▶ [SOURCE TEXT]:

Chase Tag: Why Kids Love Tag
How to read our work
We know you know how to read! But life is busy, you're busy and this might not be what you're looking for. Skim it first, read it later.
Each Risky Kids Article can be read:
- In it's entirety (just read it all), or
- Skim read. To skim read it, just read The FOCUS, SUMMARY and then all of the DOT POINTS and you're done!
Focus
We see it every time kids gather in the world. Tag rules! But why do they love it so much? It’s not just kids goofing around, it serves a purpose! More importantly, we can harness this to create a new way to encourage young people to be active.
Summary
Tag is a naturally engaging activity that promotes physical and mental resilience in young people, making it an ideal sport.
- Tag encourages risk-taking, building confidence and resilience in young participants.
- The simplicity and accessibility of tag make it appealing to all young people.
- Chase Tag provides a safe environment for young people to navigate tough emotions.
- The physical and emotional challenges of tag prepare young people for real-life adversity.
- Tag promotes inclusivity and community, making it a powerful tool for overall well-being.
You See It All The Time
Focusing on fun, challenge, and personal growth can significantly improve young people’s health and well-being.
- Tag is a natural, enjoyable activity that promotes essential physical and mental skills.
- Kids inherently enjoy tag, highlighting its value as a beneficial, instinctive practice.
- Participation in tag fosters important life skills like handling fear and quick decision-making.

Records excerpted from a collection

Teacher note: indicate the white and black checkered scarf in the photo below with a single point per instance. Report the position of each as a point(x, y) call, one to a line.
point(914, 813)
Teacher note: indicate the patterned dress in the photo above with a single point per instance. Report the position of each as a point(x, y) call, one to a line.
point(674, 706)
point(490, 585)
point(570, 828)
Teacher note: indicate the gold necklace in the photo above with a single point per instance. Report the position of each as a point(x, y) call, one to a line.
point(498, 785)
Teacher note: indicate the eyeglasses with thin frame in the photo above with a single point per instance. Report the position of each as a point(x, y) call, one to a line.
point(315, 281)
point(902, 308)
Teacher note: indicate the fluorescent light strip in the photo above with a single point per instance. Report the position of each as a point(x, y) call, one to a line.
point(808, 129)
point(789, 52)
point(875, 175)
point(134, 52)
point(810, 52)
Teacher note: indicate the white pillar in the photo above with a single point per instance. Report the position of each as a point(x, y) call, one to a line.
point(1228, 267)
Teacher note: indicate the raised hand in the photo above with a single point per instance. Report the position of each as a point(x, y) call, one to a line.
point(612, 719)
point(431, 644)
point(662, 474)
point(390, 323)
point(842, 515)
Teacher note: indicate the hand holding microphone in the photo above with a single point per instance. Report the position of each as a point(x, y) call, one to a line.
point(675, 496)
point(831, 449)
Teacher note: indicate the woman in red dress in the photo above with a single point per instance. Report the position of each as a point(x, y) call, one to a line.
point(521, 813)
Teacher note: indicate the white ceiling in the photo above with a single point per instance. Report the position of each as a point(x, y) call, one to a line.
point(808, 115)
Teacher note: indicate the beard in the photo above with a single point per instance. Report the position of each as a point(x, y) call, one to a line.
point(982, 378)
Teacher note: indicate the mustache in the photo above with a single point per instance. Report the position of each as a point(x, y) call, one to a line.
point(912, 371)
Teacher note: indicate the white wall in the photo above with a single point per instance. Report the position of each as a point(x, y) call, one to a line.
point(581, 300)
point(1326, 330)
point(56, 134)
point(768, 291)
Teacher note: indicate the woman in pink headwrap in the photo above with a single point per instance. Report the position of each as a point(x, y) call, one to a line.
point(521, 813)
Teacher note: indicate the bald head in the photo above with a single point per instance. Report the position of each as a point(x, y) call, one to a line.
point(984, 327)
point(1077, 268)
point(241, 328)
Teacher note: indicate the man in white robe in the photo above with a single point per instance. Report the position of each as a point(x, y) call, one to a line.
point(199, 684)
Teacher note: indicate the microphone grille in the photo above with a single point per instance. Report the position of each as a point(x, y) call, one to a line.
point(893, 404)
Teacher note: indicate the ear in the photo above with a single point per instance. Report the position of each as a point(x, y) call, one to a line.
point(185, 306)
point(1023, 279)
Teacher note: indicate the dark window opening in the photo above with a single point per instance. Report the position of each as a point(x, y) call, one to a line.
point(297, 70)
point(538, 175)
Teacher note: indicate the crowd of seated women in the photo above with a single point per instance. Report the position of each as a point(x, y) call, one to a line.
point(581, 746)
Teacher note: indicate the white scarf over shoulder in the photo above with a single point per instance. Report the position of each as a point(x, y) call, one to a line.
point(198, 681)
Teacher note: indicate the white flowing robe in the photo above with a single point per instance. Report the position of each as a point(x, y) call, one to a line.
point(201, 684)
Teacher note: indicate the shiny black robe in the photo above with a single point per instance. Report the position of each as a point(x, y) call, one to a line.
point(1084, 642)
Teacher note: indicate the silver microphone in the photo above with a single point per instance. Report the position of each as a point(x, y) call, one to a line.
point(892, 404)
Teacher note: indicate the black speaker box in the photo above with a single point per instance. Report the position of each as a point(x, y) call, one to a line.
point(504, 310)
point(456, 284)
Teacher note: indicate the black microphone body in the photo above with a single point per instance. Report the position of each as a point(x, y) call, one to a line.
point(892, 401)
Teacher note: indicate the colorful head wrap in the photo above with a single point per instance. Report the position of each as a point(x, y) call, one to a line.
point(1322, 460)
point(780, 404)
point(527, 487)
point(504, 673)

▶ [PROMPT]:
Carry on the article on chase tag after its final bullet point, matching its tone and format. The entries were drawn from a separate source and are unrelated to the article on chase tag.

▶ [TASK ANSWER]:
When it comes to helping improve the activity levels, health and wellbeing for young people, we can often overthink things. Young people have strong ideas about what’s important to them. Fun, challenge and personal growth are top of the list.
They also show us all the time that there’s ways of moving and challenging themselves that they love. Tag is something that all kids (and most animals) will participate in, and we should pay attention to that! Tag is something which is coded into us growing up to help us practise important ways of moving, thinking and feeling which we’ll need throughout our lives.
From fear, to navigating high speeds and direction changes, young bodies benefit from participating in tag in many ways. Most importantly, kids love it and enjoy it, which should be the first sign it’s something we should pay attention to.
How Tag is Risk Taking
Tag is crucial for young people because it naturally encourages risk-taking, which builds resilience and confidence.
- Risk-taking in tag helps young people develop judgement, confidence, and resilience.
- Tag allows quick, repeated risk-taking, fostering risk intelligence in an enjoyable way.
- Lack of risk-taking opportunities can hinder resilience and success-driven behaviour in young people.
One of the reasons that tag is important for young people, and a reason they do it, is because it’s a risk taking activity. Young people are naturally driven to take risks because it helps them build confidence, judgement and expose themselves to fear and uncertainty. This builds a tolerance to it and resilience to face adversity throughout their lives. Young people who don’t get to participate in risk taking, or are constrained by adults, end up worse off with less resilience and success driven behaviour.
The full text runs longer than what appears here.